:: Required task ::
Quote the line containing "Where can the shrub" and all lines that follow it in the listing below, exactly as written.

:: Input data ::

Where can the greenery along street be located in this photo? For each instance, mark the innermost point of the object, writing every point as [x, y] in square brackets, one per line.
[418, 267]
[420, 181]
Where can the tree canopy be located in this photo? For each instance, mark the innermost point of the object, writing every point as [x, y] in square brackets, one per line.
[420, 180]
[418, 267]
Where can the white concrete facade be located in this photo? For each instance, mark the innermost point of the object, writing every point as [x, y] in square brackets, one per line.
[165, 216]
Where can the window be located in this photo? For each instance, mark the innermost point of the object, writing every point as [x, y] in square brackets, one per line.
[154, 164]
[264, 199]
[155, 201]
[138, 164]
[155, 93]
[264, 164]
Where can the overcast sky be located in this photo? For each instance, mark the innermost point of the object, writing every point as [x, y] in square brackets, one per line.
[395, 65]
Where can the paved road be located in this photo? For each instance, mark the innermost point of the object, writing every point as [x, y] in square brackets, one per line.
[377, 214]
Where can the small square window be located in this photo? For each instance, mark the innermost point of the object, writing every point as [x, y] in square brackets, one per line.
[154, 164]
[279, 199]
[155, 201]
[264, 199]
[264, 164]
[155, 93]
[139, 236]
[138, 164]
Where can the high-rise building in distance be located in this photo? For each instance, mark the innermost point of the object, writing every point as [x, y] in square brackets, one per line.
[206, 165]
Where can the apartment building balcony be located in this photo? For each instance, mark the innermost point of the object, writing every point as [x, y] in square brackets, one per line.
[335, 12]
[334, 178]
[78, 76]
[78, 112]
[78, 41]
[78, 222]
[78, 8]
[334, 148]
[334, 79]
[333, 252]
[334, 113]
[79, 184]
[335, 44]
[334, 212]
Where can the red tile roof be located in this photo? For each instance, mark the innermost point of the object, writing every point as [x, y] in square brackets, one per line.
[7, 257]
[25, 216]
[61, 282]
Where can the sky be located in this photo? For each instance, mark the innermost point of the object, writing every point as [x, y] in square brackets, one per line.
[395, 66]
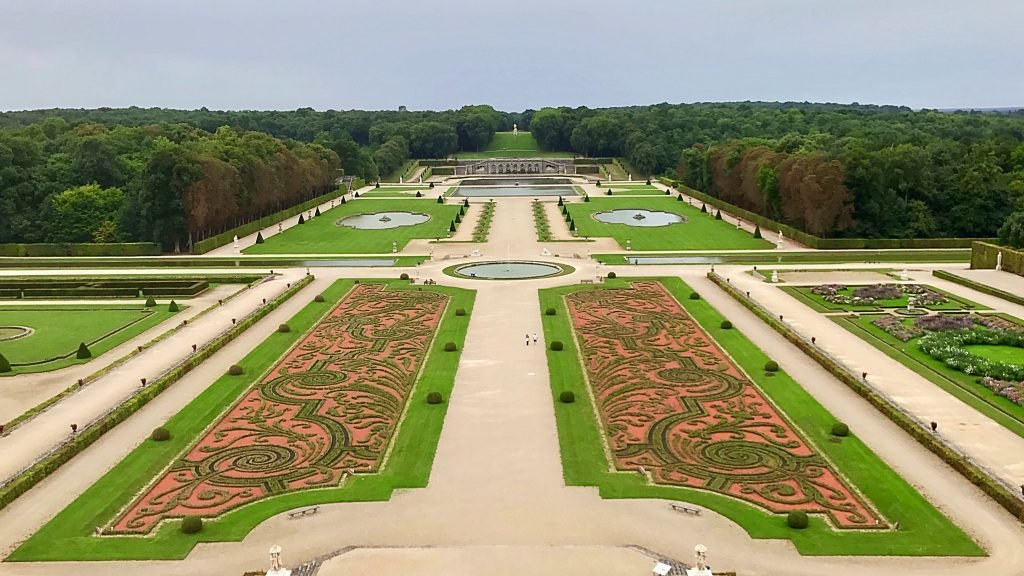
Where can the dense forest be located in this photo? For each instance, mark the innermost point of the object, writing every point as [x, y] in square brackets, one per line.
[828, 169]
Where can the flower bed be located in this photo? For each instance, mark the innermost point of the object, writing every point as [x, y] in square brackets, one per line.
[948, 347]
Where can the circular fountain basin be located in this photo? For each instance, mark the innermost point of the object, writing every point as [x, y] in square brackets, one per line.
[508, 271]
[383, 220]
[644, 218]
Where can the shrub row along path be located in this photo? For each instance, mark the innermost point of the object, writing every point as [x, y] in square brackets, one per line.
[497, 502]
[28, 442]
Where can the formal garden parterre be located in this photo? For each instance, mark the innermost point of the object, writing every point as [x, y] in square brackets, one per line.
[332, 410]
[690, 405]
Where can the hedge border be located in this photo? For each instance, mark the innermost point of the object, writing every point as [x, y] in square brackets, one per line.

:: The answer ::
Where can the shrub row along path be located in this photo? For each instance, mark the innermost point of the object, writing every point as [x, y] in square brackets, one per line.
[497, 502]
[28, 442]
Where can the formal garden parterre be located in this photo? For each instance, mark the innermost point of the object, writing every point as [x, y] in square brackets, one per line.
[332, 410]
[690, 405]
Where can the hedge border be located in this photo? For each instance, mark the innermost point of the object, writing every point as [x, y] in square brackets, one per line.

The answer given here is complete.